WHAT NEEDS TO BE DONE >> Set down exactly the lines from the one containing "stone wall as a single point per instance." through the end of the records below, both included, and nothing else.

DATA RECORDS >>
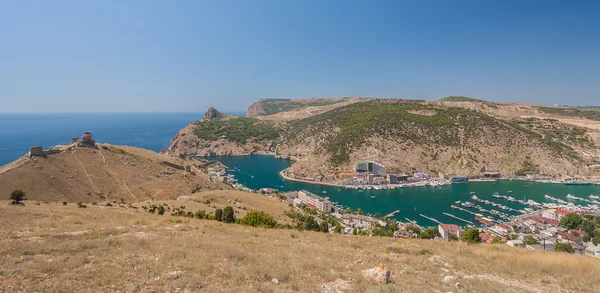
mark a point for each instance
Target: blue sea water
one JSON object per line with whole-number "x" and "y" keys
{"x": 154, "y": 131}
{"x": 151, "y": 131}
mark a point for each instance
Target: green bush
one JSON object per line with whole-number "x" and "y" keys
{"x": 228, "y": 215}
{"x": 17, "y": 196}
{"x": 218, "y": 214}
{"x": 258, "y": 219}
{"x": 564, "y": 247}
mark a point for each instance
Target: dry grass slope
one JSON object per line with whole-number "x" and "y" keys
{"x": 95, "y": 175}
{"x": 56, "y": 248}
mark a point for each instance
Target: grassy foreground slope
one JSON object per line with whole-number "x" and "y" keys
{"x": 56, "y": 248}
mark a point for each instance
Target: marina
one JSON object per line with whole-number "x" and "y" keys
{"x": 509, "y": 197}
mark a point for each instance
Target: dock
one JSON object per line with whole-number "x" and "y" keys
{"x": 413, "y": 222}
{"x": 431, "y": 219}
{"x": 455, "y": 217}
{"x": 392, "y": 214}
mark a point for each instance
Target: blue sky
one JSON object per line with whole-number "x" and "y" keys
{"x": 74, "y": 56}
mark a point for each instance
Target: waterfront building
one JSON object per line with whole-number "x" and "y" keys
{"x": 318, "y": 203}
{"x": 555, "y": 214}
{"x": 421, "y": 175}
{"x": 460, "y": 179}
{"x": 363, "y": 168}
{"x": 360, "y": 221}
{"x": 492, "y": 175}
{"x": 448, "y": 229}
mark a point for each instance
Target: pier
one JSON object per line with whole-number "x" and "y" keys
{"x": 431, "y": 219}
{"x": 392, "y": 214}
{"x": 455, "y": 217}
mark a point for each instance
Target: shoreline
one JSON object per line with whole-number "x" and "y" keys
{"x": 306, "y": 181}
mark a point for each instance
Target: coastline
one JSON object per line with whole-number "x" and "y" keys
{"x": 281, "y": 173}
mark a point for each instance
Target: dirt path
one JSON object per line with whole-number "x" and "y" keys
{"x": 87, "y": 175}
{"x": 121, "y": 182}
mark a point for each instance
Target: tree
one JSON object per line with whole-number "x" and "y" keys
{"x": 529, "y": 240}
{"x": 571, "y": 221}
{"x": 228, "y": 215}
{"x": 429, "y": 233}
{"x": 324, "y": 227}
{"x": 200, "y": 214}
{"x": 17, "y": 196}
{"x": 338, "y": 228}
{"x": 218, "y": 214}
{"x": 588, "y": 227}
{"x": 564, "y": 247}
{"x": 596, "y": 239}
{"x": 258, "y": 219}
{"x": 471, "y": 235}
{"x": 414, "y": 229}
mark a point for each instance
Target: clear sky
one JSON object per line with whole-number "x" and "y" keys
{"x": 125, "y": 55}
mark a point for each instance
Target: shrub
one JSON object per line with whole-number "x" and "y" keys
{"x": 564, "y": 247}
{"x": 258, "y": 219}
{"x": 17, "y": 196}
{"x": 218, "y": 214}
{"x": 471, "y": 235}
{"x": 200, "y": 214}
{"x": 228, "y": 215}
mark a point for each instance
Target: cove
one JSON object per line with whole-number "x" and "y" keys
{"x": 262, "y": 171}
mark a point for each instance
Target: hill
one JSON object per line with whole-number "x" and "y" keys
{"x": 224, "y": 136}
{"x": 56, "y": 248}
{"x": 454, "y": 135}
{"x": 106, "y": 173}
{"x": 410, "y": 136}
{"x": 299, "y": 107}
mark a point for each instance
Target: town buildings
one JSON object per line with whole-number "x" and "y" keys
{"x": 313, "y": 201}
{"x": 449, "y": 229}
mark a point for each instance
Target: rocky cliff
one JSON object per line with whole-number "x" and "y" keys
{"x": 108, "y": 173}
{"x": 218, "y": 134}
{"x": 409, "y": 136}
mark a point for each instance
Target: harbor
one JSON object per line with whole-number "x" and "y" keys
{"x": 509, "y": 197}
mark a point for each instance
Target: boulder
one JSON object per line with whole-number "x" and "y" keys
{"x": 378, "y": 274}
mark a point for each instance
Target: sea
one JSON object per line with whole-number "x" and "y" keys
{"x": 155, "y": 130}
{"x": 260, "y": 171}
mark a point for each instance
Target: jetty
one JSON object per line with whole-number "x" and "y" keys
{"x": 431, "y": 219}
{"x": 455, "y": 217}
{"x": 392, "y": 214}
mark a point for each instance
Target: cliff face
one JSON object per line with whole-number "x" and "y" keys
{"x": 256, "y": 109}
{"x": 218, "y": 134}
{"x": 187, "y": 143}
{"x": 107, "y": 173}
{"x": 409, "y": 136}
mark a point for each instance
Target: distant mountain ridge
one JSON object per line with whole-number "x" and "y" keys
{"x": 454, "y": 135}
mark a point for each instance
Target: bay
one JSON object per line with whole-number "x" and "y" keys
{"x": 260, "y": 171}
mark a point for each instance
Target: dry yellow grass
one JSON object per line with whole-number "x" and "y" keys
{"x": 90, "y": 175}
{"x": 56, "y": 248}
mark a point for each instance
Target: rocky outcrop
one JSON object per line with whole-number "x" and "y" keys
{"x": 256, "y": 109}
{"x": 212, "y": 113}
{"x": 379, "y": 274}
{"x": 187, "y": 143}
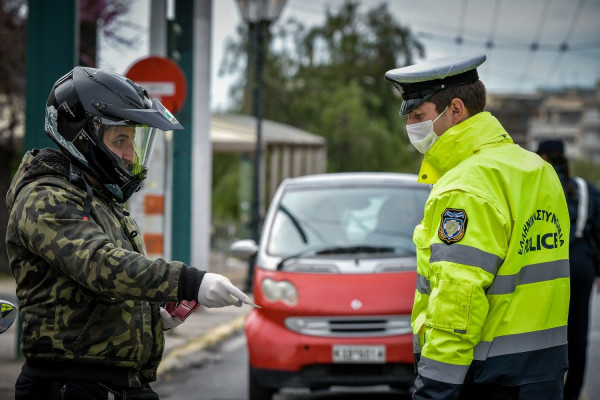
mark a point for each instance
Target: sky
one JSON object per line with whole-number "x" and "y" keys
{"x": 521, "y": 38}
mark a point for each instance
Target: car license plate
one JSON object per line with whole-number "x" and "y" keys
{"x": 358, "y": 354}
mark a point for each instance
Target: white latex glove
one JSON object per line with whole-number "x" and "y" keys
{"x": 218, "y": 291}
{"x": 168, "y": 321}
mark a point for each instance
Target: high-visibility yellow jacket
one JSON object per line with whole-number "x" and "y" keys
{"x": 492, "y": 293}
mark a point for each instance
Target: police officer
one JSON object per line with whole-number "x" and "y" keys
{"x": 491, "y": 301}
{"x": 89, "y": 297}
{"x": 583, "y": 201}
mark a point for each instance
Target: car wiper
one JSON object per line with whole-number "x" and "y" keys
{"x": 335, "y": 250}
{"x": 356, "y": 249}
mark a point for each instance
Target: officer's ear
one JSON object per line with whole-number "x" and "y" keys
{"x": 458, "y": 111}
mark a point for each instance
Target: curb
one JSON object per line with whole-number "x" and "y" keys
{"x": 174, "y": 358}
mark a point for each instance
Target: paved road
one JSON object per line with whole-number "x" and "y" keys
{"x": 221, "y": 374}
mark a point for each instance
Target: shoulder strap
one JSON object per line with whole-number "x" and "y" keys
{"x": 582, "y": 205}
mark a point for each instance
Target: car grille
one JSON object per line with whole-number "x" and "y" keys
{"x": 368, "y": 326}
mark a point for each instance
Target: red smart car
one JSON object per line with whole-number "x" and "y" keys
{"x": 335, "y": 275}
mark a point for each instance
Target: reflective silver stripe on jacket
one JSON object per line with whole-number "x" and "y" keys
{"x": 521, "y": 342}
{"x": 502, "y": 345}
{"x": 442, "y": 372}
{"x": 466, "y": 255}
{"x": 504, "y": 284}
{"x": 459, "y": 254}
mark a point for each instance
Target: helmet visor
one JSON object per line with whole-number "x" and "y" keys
{"x": 132, "y": 145}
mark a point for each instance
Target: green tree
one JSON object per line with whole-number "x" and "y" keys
{"x": 329, "y": 80}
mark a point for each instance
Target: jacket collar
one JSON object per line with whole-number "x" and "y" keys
{"x": 459, "y": 142}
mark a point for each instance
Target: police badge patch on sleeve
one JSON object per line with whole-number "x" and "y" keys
{"x": 453, "y": 225}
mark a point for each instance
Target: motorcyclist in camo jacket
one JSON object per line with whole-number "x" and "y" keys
{"x": 88, "y": 296}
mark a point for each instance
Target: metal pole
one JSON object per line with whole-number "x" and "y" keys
{"x": 258, "y": 113}
{"x": 259, "y": 38}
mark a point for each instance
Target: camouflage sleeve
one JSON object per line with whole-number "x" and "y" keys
{"x": 53, "y": 226}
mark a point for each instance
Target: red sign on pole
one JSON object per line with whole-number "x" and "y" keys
{"x": 162, "y": 78}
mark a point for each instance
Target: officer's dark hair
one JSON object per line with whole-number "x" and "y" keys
{"x": 471, "y": 94}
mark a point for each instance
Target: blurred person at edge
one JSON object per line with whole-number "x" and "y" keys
{"x": 491, "y": 301}
{"x": 583, "y": 201}
{"x": 89, "y": 298}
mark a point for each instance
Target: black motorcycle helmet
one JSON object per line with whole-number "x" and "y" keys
{"x": 88, "y": 106}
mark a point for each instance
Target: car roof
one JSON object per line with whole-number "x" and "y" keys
{"x": 352, "y": 179}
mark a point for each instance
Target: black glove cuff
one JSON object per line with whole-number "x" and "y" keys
{"x": 189, "y": 283}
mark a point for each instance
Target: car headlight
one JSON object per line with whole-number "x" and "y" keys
{"x": 283, "y": 291}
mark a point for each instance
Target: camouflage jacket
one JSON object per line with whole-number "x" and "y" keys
{"x": 87, "y": 292}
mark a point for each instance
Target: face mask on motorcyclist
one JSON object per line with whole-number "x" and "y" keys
{"x": 421, "y": 134}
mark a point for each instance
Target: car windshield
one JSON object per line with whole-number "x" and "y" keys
{"x": 374, "y": 220}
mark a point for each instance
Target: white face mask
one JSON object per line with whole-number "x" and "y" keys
{"x": 421, "y": 134}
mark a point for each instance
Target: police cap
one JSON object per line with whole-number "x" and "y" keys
{"x": 418, "y": 82}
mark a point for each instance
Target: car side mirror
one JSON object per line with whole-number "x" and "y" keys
{"x": 8, "y": 313}
{"x": 243, "y": 249}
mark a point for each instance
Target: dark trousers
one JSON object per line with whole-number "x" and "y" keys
{"x": 550, "y": 390}
{"x": 28, "y": 388}
{"x": 582, "y": 280}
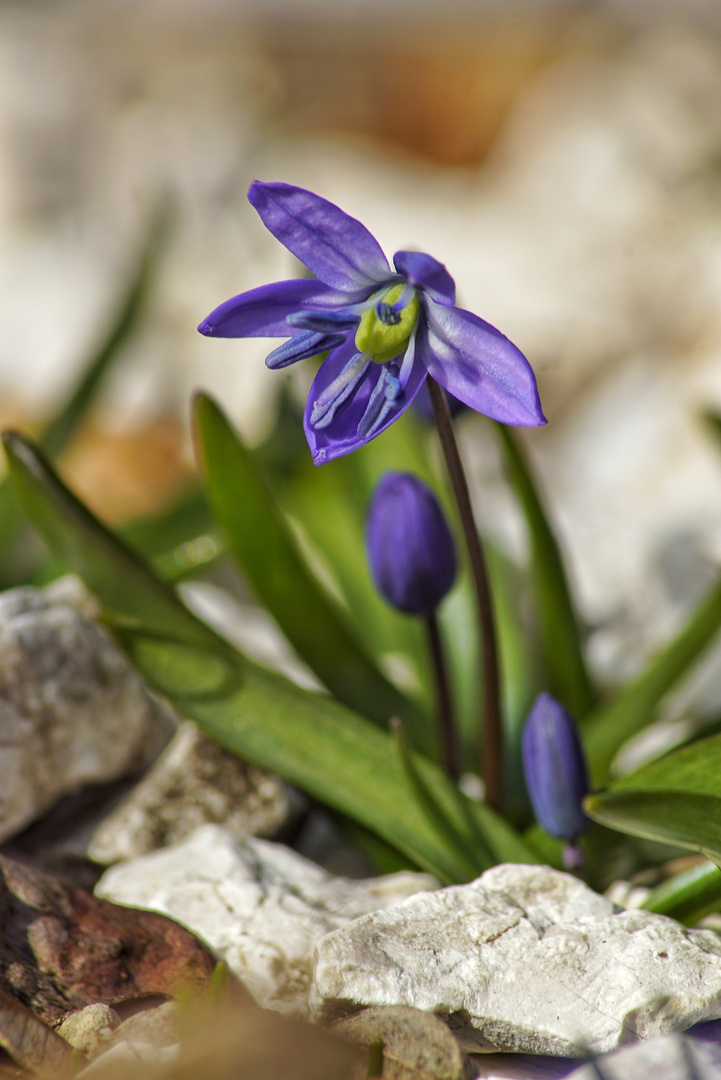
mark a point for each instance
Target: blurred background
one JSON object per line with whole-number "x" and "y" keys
{"x": 563, "y": 159}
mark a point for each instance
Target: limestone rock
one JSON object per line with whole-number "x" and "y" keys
{"x": 416, "y": 1045}
{"x": 72, "y": 711}
{"x": 194, "y": 782}
{"x": 525, "y": 959}
{"x": 259, "y": 905}
{"x": 90, "y": 1029}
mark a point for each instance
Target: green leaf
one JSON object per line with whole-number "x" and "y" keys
{"x": 689, "y": 895}
{"x": 476, "y": 854}
{"x": 675, "y": 799}
{"x": 60, "y": 430}
{"x": 560, "y": 630}
{"x": 63, "y": 427}
{"x": 633, "y": 707}
{"x": 257, "y": 535}
{"x": 311, "y": 740}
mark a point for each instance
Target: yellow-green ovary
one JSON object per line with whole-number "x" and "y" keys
{"x": 380, "y": 341}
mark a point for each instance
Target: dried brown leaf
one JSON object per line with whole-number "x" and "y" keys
{"x": 32, "y": 1043}
{"x": 62, "y": 948}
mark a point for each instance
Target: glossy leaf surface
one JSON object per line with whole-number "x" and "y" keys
{"x": 633, "y": 707}
{"x": 311, "y": 740}
{"x": 676, "y": 799}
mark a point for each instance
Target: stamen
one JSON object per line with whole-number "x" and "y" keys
{"x": 407, "y": 364}
{"x": 300, "y": 347}
{"x": 341, "y": 388}
{"x": 386, "y": 395}
{"x": 386, "y": 313}
{"x": 324, "y": 321}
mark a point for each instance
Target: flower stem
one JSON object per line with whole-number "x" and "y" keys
{"x": 492, "y": 737}
{"x": 447, "y": 728}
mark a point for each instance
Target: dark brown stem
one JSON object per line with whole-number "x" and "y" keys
{"x": 447, "y": 728}
{"x": 492, "y": 737}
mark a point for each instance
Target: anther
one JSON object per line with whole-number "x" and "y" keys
{"x": 386, "y": 313}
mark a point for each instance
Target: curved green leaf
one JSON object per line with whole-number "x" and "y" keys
{"x": 311, "y": 740}
{"x": 675, "y": 818}
{"x": 63, "y": 427}
{"x": 676, "y": 799}
{"x": 560, "y": 630}
{"x": 633, "y": 707}
{"x": 689, "y": 895}
{"x": 257, "y": 535}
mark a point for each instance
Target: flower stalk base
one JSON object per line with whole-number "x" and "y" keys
{"x": 491, "y": 742}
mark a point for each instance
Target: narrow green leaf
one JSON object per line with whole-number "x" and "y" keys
{"x": 475, "y": 856}
{"x": 676, "y": 818}
{"x": 633, "y": 707}
{"x": 675, "y": 799}
{"x": 311, "y": 740}
{"x": 560, "y": 630}
{"x": 258, "y": 537}
{"x": 60, "y": 430}
{"x": 64, "y": 426}
{"x": 689, "y": 895}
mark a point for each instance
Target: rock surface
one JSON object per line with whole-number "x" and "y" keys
{"x": 259, "y": 905}
{"x": 416, "y": 1045}
{"x": 194, "y": 782}
{"x": 525, "y": 959}
{"x": 72, "y": 711}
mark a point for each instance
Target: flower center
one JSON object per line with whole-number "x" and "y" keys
{"x": 385, "y": 328}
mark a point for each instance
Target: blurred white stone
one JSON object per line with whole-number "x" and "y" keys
{"x": 194, "y": 782}
{"x": 72, "y": 711}
{"x": 249, "y": 628}
{"x": 525, "y": 959}
{"x": 148, "y": 1038}
{"x": 260, "y": 906}
{"x": 667, "y": 1057}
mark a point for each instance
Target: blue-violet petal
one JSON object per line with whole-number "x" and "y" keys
{"x": 335, "y": 246}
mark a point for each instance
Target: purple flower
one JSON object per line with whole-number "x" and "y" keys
{"x": 384, "y": 329}
{"x": 410, "y": 548}
{"x": 555, "y": 768}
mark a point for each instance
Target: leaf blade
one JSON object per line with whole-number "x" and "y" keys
{"x": 569, "y": 680}
{"x": 257, "y": 536}
{"x": 311, "y": 740}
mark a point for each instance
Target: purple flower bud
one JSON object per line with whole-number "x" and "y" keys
{"x": 423, "y": 405}
{"x": 410, "y": 548}
{"x": 555, "y": 768}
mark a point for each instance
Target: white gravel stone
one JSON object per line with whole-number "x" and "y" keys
{"x": 90, "y": 1029}
{"x": 261, "y": 906}
{"x": 194, "y": 782}
{"x": 72, "y": 711}
{"x": 525, "y": 959}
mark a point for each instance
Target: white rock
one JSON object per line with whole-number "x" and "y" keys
{"x": 525, "y": 959}
{"x": 259, "y": 905}
{"x": 72, "y": 711}
{"x": 90, "y": 1029}
{"x": 194, "y": 782}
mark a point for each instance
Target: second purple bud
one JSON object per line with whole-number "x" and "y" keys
{"x": 410, "y": 547}
{"x": 555, "y": 768}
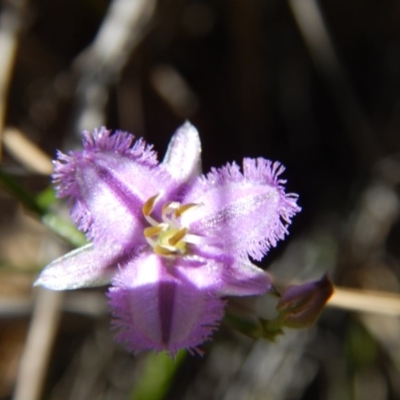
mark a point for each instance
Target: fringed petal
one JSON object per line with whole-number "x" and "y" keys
{"x": 244, "y": 213}
{"x": 155, "y": 307}
{"x": 183, "y": 156}
{"x": 87, "y": 266}
{"x": 107, "y": 183}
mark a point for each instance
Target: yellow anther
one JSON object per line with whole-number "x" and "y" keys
{"x": 154, "y": 230}
{"x": 167, "y": 237}
{"x": 173, "y": 240}
{"x": 163, "y": 250}
{"x": 184, "y": 208}
{"x": 148, "y": 206}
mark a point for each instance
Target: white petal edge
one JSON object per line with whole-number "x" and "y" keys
{"x": 183, "y": 156}
{"x": 86, "y": 266}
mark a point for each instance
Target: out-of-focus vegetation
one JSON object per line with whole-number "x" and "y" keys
{"x": 315, "y": 85}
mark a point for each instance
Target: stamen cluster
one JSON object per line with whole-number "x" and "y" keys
{"x": 167, "y": 238}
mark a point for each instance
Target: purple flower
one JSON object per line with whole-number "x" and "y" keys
{"x": 172, "y": 242}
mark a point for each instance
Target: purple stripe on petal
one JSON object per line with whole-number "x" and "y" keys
{"x": 155, "y": 308}
{"x": 108, "y": 190}
{"x": 166, "y": 300}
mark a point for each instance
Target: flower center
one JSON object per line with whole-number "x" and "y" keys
{"x": 168, "y": 237}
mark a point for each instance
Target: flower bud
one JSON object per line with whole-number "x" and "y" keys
{"x": 300, "y": 305}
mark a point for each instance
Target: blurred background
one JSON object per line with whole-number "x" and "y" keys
{"x": 315, "y": 85}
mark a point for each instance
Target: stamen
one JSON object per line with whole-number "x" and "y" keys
{"x": 164, "y": 250}
{"x": 168, "y": 238}
{"x": 173, "y": 240}
{"x": 154, "y": 230}
{"x": 184, "y": 208}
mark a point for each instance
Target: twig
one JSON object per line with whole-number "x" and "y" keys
{"x": 10, "y": 26}
{"x": 366, "y": 301}
{"x": 100, "y": 64}
{"x": 317, "y": 39}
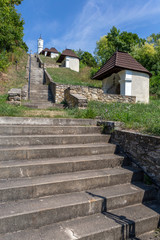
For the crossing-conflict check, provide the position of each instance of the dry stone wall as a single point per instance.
(91, 93)
(75, 100)
(142, 149)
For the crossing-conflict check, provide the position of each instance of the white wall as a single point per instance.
(109, 85)
(126, 82)
(132, 83)
(140, 87)
(72, 63)
(40, 45)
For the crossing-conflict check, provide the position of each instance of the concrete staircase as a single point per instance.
(40, 94)
(61, 179)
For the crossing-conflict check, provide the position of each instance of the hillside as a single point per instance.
(15, 75)
(67, 76)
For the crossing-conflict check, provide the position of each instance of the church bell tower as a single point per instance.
(40, 45)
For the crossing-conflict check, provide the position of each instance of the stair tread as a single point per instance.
(100, 144)
(59, 178)
(111, 222)
(10, 209)
(45, 161)
(54, 136)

THE RESULT >>
For the crossing-conflict check, provide the position of each instance of the dry stone wall as a single point per instance.
(91, 93)
(75, 100)
(142, 149)
For the crossing-conflict check, provide the position of each instance of the white wall as a single point per instance.
(109, 85)
(126, 82)
(132, 83)
(140, 87)
(72, 63)
(40, 45)
For the crossing-conflict check, provide the position of each instance of the concrete staircase as a single point per instance.
(40, 94)
(61, 179)
For the crossing-conflict check, provide the position of each instance of the hillside as a single point per instance.
(15, 75)
(67, 76)
For the crossing-conflict check, provide the position of each instance of the church bell tower as a single point per instance.
(40, 45)
For the crossing-conflict check, provide the position of each instance of the stair tread as a single point per instance.
(100, 144)
(59, 178)
(111, 222)
(10, 209)
(45, 161)
(54, 136)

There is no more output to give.